**Required work:**
Locate, in the data below, the line that contains "[[1180, 857], [1269, 756]]" and the line that contains "[[655, 385], [103, 828]]"; reproduce exactly those two lines and every line between them, nothing more.

((

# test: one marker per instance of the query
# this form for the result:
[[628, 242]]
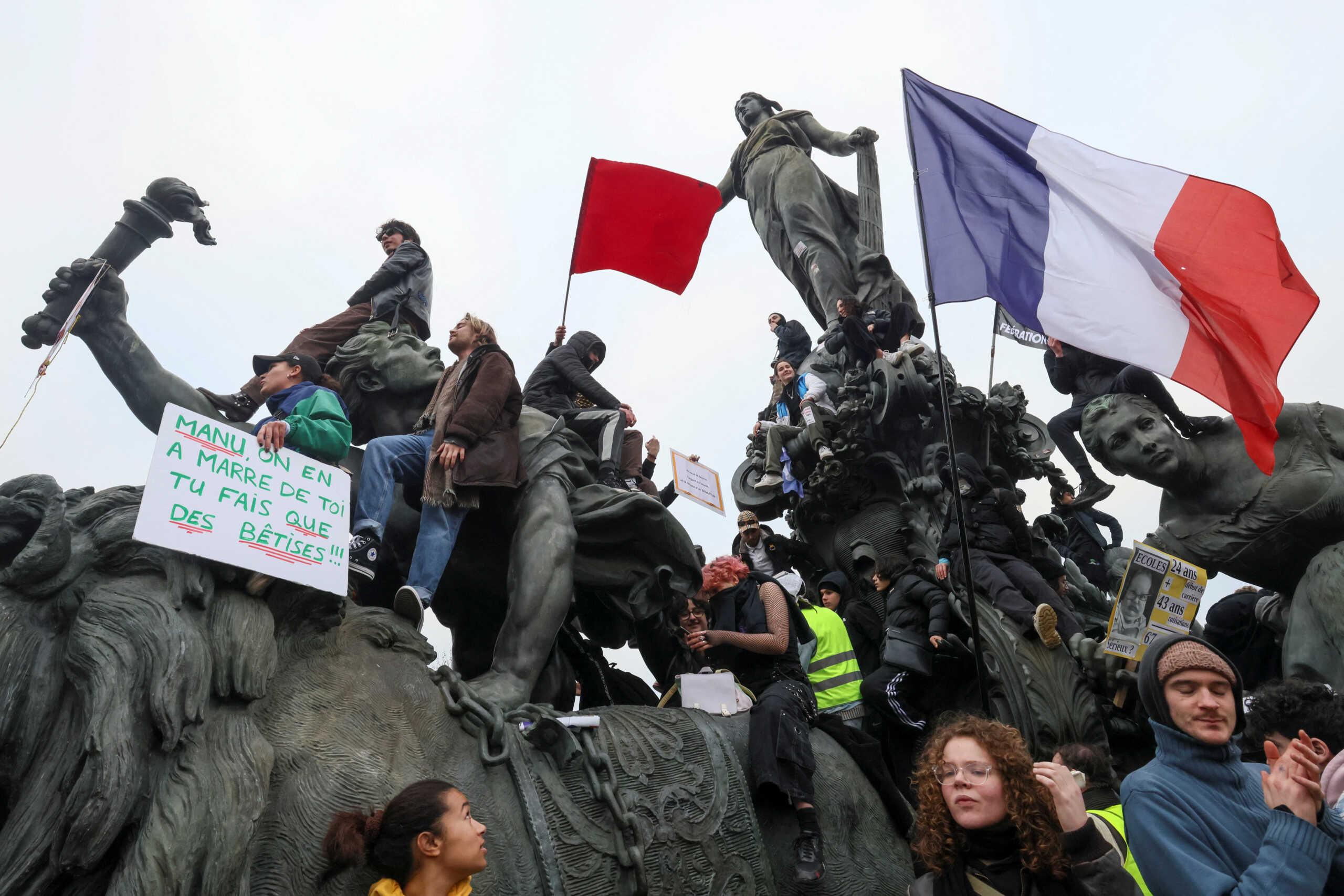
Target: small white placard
[[215, 493], [698, 483]]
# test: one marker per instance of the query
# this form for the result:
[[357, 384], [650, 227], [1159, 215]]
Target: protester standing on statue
[[793, 342], [554, 387], [304, 416], [1085, 376], [1201, 821], [401, 288], [992, 821], [754, 633], [1000, 558], [466, 441], [802, 406], [425, 841]]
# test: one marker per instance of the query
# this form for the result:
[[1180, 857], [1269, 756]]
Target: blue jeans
[[404, 458]]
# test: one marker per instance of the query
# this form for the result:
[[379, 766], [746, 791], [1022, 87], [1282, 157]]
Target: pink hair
[[722, 573]]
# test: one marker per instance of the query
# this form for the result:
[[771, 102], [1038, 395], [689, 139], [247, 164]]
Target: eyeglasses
[[976, 773]]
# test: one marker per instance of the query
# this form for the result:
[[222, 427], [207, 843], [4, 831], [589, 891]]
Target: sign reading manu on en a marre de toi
[[215, 493]]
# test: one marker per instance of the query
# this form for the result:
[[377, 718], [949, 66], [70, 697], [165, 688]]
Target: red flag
[[644, 222]]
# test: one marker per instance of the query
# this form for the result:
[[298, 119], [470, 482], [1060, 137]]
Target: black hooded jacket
[[994, 520], [563, 374], [860, 621]]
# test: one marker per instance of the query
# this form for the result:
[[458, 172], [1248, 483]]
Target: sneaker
[[808, 866], [363, 554], [1093, 491], [237, 407], [409, 602], [1045, 621]]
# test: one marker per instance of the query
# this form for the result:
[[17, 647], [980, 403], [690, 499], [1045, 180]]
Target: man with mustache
[[1202, 823]]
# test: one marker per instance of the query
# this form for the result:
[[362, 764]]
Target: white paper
[[215, 493], [698, 483]]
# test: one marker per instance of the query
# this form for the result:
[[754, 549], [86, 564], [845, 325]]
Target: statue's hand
[[862, 136], [107, 303]]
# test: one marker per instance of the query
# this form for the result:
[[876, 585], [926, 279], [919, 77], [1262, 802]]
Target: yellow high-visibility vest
[[834, 671], [1116, 816]]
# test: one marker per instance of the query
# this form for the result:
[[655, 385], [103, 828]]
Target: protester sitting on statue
[[828, 659], [1201, 821], [561, 378], [1280, 711], [1101, 797], [1085, 546], [1085, 376], [802, 404], [401, 288], [795, 344], [867, 336], [917, 616], [1000, 558], [756, 632], [304, 416], [466, 441], [991, 821], [764, 551], [860, 620], [425, 841]]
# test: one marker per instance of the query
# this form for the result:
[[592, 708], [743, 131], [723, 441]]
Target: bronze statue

))

**Answer space:**
[[1180, 857], [1269, 756]]
Target: blue jeans
[[404, 458]]
# test: one marker per instance of the query
# this form for the result:
[[379, 766], [746, 791], [1022, 87], [1282, 157]]
Target: pink hair
[[722, 573]]
# test: one marker per instance of the query
# this form for the result:
[[771, 102], [1038, 395], [689, 139], [247, 164]]
Target: eyeglasses
[[976, 773]]
# test: one marker per instance of the query
# this form for the result:
[[222, 427], [207, 843], [4, 831], [589, 891]]
Target: sign reading manu on en a marre de toi
[[215, 493]]
# test: one marker per instance of the query
# this form for the result:
[[377, 718], [949, 66], [70, 697], [165, 688]]
Target: red flag
[[644, 222]]
# test: one marker per instance of the query
# this form for the result:
[[298, 119], [470, 482], [1060, 137]]
Target: black hooded jacket
[[994, 520], [563, 374], [860, 621]]
# test: one marker per instance of the query
# this form for the result:
[[458, 172], [1248, 483]]
Target: sneaker
[[808, 866], [363, 554], [1093, 491], [237, 407], [409, 602], [1045, 621]]
# test: one marker per instance of the query
# this form for the result:
[[17, 647], [980, 403], [690, 499], [1045, 180]]
Target: man with mustache
[[1202, 823]]
# test: one marker per instance of the query
# this form for the result:
[[362, 764]]
Target: white paper
[[215, 493], [698, 483]]
# test: one marker per instance of the query
# this form for the result:
[[754, 549], [86, 564], [845, 325]]
Target: statue's hand
[[862, 136], [107, 303]]
# test: one marker per instance of the query
# this form for the result:
[[876, 585], [926, 279], [919, 77], [1262, 802]]
Target: yellow high-visibility vest
[[834, 671], [1116, 816]]
# test: one marker per instance of the query
# this form for the result:
[[655, 385], [103, 828]]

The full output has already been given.